§ DATA ROWS:
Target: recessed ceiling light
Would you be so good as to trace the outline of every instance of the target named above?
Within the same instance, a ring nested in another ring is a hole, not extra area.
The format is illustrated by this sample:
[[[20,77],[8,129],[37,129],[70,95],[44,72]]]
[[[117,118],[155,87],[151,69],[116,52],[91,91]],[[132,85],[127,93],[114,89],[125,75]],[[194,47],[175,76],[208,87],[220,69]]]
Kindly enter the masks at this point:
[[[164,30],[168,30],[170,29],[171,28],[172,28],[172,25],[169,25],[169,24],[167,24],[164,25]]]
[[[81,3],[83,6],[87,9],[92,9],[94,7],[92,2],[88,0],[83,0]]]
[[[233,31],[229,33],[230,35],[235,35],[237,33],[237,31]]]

§ SHORT TASK: Copy out the rows word for word, from the first one through the line containing "[[[20,77],[8,129],[37,129],[70,95],[44,72]]]", with both of those lines included.

§ TASK OUTPUT:
Target: recessed ceiling light
Would you be so good as to trace the outline of every instance of the target named above?
Within the same instance, a ring nested in another ring is a hole, not extra area.
The format is illustrated by this sample:
[[[20,77],[8,129],[37,129],[70,95],[44,72]]]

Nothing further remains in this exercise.